▶ [Trecho do texto]:
É verdade que a Convenção sobre Diversidade Biológica (CDB), assinada no Rio de Janeiro em 1992, mudou o paradigma antigo, segundo o qual os recursos genéticos eram uma herança comum da humanidade. Sob o novo regime, os países signatários passaram a ter direitos soberanos sobre aqueles recursos. Antes mesmo da assinatura da CDB, nossa Constituição já estabelecia em seu art. 225, § 1º, inciso II que incumbe ao Poder Público “preservar a diversidade e a integridade do patrimônio genético do País e fiscalizar as entidades dedicadas à pesquisa e manipulação de material genético”.
Não obstante tais mandamentos, fica cada vez mais claro que nosso governo optou por uma postura exageradamente defensiva da nossa biodiversidade, implementando regras tão complexas que acabaram coibindo as pesquisas e o desenvolvimento necessário para que novos produtos derivados do nosso patrimônio genético deixem de estar apenas no mundo das idéias e se tornem efetivamente disponíveis à sociedade.
No caso específico de acesso a recursos genéticos com finalidade comercial, várias providências são necessárias para obtenção do certificado de acesso que é concedido pelo Conselho de Gestão do Patrimônio Genérico (CGEN). O processo é bastante moroso e um dos principais entraves é a anuência prévia exigida do titular da área nas mais diversas situações.
Ademais, não se pode esquecer a necessidade de prévia anuência pelo CGEN de um contrato de repartição de benefícios antes de qualquer atividade de prospecção. Um dos preceitos contidos na CDB é a repartição de benefícios e não existem questionamentos sérios à noção de que comunidades que contribuam ou facilitem na identificação ou isolamento de determinado recurso natural recebam algo em troca.

▶ [Material apresentado]:
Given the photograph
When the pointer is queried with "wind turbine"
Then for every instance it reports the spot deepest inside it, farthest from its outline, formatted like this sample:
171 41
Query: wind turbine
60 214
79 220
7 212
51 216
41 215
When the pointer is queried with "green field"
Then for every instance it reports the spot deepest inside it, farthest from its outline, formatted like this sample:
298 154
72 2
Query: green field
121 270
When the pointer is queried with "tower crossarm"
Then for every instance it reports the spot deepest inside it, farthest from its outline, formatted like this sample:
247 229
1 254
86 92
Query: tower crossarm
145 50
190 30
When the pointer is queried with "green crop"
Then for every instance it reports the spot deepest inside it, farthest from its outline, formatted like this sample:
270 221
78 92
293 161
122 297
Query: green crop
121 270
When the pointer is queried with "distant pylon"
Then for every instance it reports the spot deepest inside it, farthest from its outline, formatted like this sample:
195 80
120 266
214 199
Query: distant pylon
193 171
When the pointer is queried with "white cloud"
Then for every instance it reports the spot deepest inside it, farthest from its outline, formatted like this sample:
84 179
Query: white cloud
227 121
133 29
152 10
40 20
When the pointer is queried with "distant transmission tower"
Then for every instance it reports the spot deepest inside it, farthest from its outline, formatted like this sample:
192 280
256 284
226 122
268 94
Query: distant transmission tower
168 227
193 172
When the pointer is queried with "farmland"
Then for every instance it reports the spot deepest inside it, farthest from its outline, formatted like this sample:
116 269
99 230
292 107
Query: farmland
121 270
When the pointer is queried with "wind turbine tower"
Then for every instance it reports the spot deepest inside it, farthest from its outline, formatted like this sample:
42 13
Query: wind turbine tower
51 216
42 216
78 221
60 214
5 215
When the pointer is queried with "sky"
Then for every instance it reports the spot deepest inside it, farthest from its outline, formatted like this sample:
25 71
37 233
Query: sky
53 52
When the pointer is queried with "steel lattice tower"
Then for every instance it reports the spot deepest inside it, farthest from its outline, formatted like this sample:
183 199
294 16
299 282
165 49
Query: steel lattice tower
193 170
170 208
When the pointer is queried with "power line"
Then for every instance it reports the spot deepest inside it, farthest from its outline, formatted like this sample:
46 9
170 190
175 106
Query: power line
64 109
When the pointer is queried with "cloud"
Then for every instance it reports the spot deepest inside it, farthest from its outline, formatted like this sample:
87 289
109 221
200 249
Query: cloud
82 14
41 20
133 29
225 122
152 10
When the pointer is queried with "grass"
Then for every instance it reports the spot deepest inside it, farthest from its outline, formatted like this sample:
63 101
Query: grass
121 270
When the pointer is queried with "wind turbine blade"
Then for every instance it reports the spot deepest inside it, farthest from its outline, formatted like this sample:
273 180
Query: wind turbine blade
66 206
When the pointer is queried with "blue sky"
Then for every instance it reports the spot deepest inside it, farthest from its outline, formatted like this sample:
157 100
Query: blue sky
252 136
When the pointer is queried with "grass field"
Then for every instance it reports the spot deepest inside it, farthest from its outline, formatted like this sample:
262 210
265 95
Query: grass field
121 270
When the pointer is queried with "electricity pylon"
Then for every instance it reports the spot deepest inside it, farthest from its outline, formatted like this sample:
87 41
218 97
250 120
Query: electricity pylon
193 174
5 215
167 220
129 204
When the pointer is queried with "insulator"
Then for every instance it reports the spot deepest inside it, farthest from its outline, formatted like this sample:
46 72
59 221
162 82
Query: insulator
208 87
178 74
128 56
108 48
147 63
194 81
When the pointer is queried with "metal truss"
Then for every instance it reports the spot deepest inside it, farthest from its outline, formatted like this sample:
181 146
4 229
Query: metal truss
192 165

▶ [O que fazer]:
Reescreva em forma de lista o parágrafo do texto sobre patrimônio genético que começa com “É verdade que a Convenção”, mantendo seus fatos principais. O material apresentado é independente do texto.

▶ [Resposta escrita]:
- A Convenção sobre Diversidade Biológica (CDB) foi assinada no Rio de Janeiro em 1992.
- Ela abandonou o paradigma de que os recursos genéticos eram herança comum da humanidade.
- Com o novo regime, os países signatários passaram a ter direitos soberanos sobre esses recursos.
- Antes da CDB, a Constituição, no art. 225, § 1º, inciso II, já atribuía ao Poder Público o dever de preservar a diversidade e a integridade do patrimônio genético do País.
- O mesmo dispositivo também lhe atribuía o dever de fiscalizar as entidades dedicadas à pesquisa e manipulação de material genético.